[Collected data]
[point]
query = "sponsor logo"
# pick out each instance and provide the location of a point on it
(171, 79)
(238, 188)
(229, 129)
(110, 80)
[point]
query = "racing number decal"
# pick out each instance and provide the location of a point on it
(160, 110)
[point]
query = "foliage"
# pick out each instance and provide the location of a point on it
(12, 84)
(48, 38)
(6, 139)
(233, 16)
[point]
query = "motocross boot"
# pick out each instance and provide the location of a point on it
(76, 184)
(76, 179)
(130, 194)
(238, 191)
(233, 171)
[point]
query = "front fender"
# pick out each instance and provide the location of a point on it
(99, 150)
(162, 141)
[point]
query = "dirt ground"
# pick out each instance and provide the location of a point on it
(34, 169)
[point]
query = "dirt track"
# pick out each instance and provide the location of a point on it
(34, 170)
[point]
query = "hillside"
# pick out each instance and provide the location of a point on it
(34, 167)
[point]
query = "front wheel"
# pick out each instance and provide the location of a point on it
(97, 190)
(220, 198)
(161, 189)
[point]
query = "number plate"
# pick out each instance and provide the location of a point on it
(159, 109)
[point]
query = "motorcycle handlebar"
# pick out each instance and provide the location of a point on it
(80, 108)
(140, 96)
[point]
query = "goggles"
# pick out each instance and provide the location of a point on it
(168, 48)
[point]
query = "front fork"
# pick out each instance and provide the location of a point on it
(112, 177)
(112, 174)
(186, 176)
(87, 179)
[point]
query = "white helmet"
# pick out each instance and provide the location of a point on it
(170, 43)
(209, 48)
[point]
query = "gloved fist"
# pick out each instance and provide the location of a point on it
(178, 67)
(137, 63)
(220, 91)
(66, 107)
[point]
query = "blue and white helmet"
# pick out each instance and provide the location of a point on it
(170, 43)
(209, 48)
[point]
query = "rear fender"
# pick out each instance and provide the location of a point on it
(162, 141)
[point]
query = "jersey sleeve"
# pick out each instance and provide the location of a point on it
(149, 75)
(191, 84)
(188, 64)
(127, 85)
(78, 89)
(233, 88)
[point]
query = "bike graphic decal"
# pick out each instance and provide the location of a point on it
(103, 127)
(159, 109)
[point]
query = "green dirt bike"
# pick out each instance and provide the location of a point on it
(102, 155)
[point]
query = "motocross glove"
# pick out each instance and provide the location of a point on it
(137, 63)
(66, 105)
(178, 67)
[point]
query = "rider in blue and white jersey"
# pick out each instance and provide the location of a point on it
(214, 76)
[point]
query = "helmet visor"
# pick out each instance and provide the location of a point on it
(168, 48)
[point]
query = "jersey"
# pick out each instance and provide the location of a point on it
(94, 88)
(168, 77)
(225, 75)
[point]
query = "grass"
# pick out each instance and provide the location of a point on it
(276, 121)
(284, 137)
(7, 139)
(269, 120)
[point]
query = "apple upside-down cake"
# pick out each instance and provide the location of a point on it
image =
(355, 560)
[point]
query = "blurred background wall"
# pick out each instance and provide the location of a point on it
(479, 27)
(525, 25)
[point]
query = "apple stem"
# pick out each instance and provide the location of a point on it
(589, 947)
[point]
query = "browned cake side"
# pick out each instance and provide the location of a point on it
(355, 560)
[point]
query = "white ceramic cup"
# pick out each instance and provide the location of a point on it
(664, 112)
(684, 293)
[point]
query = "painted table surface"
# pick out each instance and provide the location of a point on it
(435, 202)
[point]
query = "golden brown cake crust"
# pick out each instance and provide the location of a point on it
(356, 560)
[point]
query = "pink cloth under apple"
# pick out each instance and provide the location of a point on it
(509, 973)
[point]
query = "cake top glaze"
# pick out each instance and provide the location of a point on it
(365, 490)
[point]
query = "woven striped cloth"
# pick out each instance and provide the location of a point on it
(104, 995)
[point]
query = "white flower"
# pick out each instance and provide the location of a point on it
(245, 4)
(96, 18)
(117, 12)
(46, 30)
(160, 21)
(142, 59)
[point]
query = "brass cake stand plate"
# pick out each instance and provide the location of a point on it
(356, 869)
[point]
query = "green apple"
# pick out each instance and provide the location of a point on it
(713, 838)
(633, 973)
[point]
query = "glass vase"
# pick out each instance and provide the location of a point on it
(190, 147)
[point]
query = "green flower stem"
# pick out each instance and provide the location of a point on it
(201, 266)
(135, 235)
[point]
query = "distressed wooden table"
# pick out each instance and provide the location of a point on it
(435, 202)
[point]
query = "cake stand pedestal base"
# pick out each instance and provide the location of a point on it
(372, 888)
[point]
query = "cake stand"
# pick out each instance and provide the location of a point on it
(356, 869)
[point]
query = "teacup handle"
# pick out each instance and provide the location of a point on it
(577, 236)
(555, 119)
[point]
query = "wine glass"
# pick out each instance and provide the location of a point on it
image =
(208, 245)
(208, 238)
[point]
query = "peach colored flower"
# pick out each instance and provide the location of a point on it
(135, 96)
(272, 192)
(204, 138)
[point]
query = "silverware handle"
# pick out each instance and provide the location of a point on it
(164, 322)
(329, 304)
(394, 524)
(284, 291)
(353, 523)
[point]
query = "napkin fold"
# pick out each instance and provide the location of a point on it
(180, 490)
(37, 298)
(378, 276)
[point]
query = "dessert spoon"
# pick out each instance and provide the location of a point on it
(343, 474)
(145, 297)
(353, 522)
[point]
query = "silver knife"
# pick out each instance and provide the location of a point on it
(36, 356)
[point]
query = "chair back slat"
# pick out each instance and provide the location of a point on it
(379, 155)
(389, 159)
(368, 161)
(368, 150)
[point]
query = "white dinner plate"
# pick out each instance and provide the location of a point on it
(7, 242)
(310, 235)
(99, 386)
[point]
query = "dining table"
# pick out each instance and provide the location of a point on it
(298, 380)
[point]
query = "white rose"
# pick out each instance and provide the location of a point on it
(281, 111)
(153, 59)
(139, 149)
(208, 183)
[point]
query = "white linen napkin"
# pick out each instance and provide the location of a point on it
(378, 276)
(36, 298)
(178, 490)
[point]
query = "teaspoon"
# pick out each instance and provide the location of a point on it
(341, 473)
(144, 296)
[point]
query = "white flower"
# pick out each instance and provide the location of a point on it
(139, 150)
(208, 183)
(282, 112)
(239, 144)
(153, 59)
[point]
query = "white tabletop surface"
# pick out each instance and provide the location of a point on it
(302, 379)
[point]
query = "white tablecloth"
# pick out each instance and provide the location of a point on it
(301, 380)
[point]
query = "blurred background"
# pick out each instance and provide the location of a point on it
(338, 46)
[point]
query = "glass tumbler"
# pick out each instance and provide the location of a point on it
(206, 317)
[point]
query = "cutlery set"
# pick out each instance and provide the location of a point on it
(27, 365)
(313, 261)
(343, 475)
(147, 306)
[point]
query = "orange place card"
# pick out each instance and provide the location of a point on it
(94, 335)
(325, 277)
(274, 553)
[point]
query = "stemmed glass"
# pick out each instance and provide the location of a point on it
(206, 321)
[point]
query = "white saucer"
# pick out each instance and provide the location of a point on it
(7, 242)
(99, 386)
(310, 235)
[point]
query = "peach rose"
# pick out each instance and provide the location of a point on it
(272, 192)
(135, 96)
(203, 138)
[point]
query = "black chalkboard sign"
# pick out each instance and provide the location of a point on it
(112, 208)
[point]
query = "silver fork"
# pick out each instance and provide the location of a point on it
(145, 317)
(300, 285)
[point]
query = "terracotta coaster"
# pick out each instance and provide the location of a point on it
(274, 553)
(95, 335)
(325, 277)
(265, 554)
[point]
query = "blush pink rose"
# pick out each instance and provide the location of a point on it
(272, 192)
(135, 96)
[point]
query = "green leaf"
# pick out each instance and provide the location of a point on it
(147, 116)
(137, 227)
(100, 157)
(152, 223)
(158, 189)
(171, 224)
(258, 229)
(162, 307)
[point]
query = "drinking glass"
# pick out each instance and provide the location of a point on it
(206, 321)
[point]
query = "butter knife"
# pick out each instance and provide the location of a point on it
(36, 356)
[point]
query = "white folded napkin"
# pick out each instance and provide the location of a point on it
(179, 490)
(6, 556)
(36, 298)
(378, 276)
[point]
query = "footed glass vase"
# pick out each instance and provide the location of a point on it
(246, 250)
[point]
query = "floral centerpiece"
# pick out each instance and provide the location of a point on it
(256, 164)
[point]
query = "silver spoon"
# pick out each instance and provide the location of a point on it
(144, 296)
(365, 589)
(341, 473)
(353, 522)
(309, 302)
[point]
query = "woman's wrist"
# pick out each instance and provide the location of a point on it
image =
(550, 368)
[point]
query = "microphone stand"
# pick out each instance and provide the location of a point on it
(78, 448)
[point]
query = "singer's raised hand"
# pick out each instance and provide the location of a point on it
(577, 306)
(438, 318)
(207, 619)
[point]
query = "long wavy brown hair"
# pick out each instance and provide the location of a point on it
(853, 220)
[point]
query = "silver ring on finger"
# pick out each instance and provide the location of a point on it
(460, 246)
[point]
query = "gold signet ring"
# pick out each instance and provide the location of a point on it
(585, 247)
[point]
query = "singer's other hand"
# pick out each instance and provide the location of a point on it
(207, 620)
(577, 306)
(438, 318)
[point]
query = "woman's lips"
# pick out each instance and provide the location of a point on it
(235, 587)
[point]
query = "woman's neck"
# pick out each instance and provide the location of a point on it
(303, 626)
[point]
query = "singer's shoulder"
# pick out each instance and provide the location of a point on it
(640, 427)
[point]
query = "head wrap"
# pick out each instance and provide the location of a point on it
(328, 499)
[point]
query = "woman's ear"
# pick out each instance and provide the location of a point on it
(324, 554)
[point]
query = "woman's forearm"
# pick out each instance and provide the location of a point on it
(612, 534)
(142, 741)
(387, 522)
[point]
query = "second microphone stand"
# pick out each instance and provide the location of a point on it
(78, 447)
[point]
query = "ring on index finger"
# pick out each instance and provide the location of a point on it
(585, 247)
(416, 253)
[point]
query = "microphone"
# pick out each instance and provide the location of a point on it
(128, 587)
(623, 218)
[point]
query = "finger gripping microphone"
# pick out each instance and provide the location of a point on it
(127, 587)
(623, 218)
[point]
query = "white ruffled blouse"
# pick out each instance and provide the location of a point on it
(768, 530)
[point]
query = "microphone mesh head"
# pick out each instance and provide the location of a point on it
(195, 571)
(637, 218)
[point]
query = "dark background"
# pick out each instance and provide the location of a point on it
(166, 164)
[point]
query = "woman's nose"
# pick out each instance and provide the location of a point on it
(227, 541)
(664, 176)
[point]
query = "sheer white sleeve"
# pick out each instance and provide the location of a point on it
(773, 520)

Description of the task:
Scan each line of the entries above for the word "jersey" and report how many lines contain it, with nothing else.

Written solution:
3